• **Work to do**
A: For the euph corpus notebook, decide whether each statement agrees with it: (i) the preprocess function converts each sentence to lowercase; (ii) sum_similarity adds negative similarity values to the score; (iii) the corpus file is read with latin-1 encoding. For each, answer yes or no and quote the words in the notebook that decide it.
B: Extend the euph corpus notebook, picking up right after its final line.

• **Source**
*-*-*
## Testing on euph corpus

#### Load and preprocess euph sentences

In [9]:
import pandas as pd
import re

euph_corpus = pd.read_csv('data/Euphemism_Corpus_2-24.csv', index_col=0, encoding='utf-8')

In [10]:
def preprocess(s):
    s = s.strip()
    s = re.sub(r'(##\d*\W)|<\w>|,|;|:|--|\(|\)|#|%|\\|\/|\.|\*|\+|@', '', s)
    s = re.sub(r'\s\s+', ' ', s)
    s = s.lower()
    return s

In [11]:
# preprocess sentences
for i, row in euph_corpus.iterrows():
    text = euph_corpus.loc[i, 'sentence']
    euph_corpus.loc[i, 'sentence'] = preprocess(text)

In [12]:
# phrasify the sentences
from gensim.models.phrases import Phraser, Phrases

bigram_phraser = Phraser.load('data/bigram_phraser_7')
trigram_phraser = Phraser.load('data/trigram_phraser_7')
euph_corpus['phrases'] = ""
data = [] # holds phrased input sentences to update wv model with

for i, row in euph_corpus.iterrows():
    text = euph_corpus.loc[i, 'sentence']
    euph_corpus.at[i, 'phrases'] = bigram_phraser[text.split()] # use phraser to detect phrases in text
    euph_corpus.at[i, 'phrases'] = trigram_phraser[euph_corpus.loc[i, 'phrases']]
    data.append(euph_corpus.loc[i, 'phrases'])

In [13]:
# confirm the phraser is still working
trigram_phraser[['are', 'we', 'talking', 'the', 'merits', "of'", 'enhanced_interrogation', 'techniques', 'or', 'the', 'definition', 'of', 'torture']]

['are',
 'we',
 'talking',
 'the',
 'merits',
 "of'",
 'enhanced_interrogation_techniques',
 'or',
 'the',
 'definition_of_torture']

#### Define topic similarity function, topic list and stopwords

In [14]:
def sum_similarity(phrase, topic_list):
    score = 0
    for topic in topic_list:
        try:
            similarity = model.wv.similarity(phrase, topic)
            if (similarity > 0):
                score += similarity
        except:
            score += 0
    return score

In [15]:
# define topic list and stopwords
topic_list = ['politics', 'death', 'kill', 'crime',
               'drugs', 'alcohol', 'fat', 'old', 'poor', 'cheap',
               'sex', 'sexual',
               'employment', 'job', 'disability', 'disabled', 
               'accident', 'pregnant', 'poop', 'sickness', 'race', 'racial', 'vomit'
              ]

stopwords = []
#['the', 'a', 'to', 'him', 'her', 'them', 'me', 'you', 'of', 'with']

with open('data/stopwords.txt','rb') as f:
    content = f.read()
*-*-*
• **Data block**

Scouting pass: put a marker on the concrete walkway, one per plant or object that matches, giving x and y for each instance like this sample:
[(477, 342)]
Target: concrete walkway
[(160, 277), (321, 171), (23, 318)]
*-*-*
• **Results for the exercise**
A:
(i) Yes: "s = s.lower()"
(ii) No: "if (similarity > 0):"
(iii) No: "encoding='utf-8'"

B:
    content = content.split(b'\r\n')
    for line in content:
        stopwords.append(line.decode('utf-8'))

#### Perform topic filtering and evaluation

In [16]:
# define model and train on new data
from gensim.models import Word2Vec
model = Word2Vec.load("data/wv_model_7") # typically takes 45-90 seconds
# train model on input data 
model.train(data, total_examples=len(data), epochs=10)

(346521, 451540)

In [17]:
# TESTING for similarities to topic words on a single phrase
test_phrase = 'laid_off'
similar_topics = []
score = 0
for topic in topic_list:
    similarity = model.wv.similarity(test_phrase, topic)
    if (similarity > 0.24):
        similar_topics.append(topic)
    if (similarity > 0):
        score += similarity
    print('{}: {}'.format(topic, similarity))

print('SIMILAR TOPICS: {}'.format(similar_topics))
print('TOTAL SCORE: {}'.format(score))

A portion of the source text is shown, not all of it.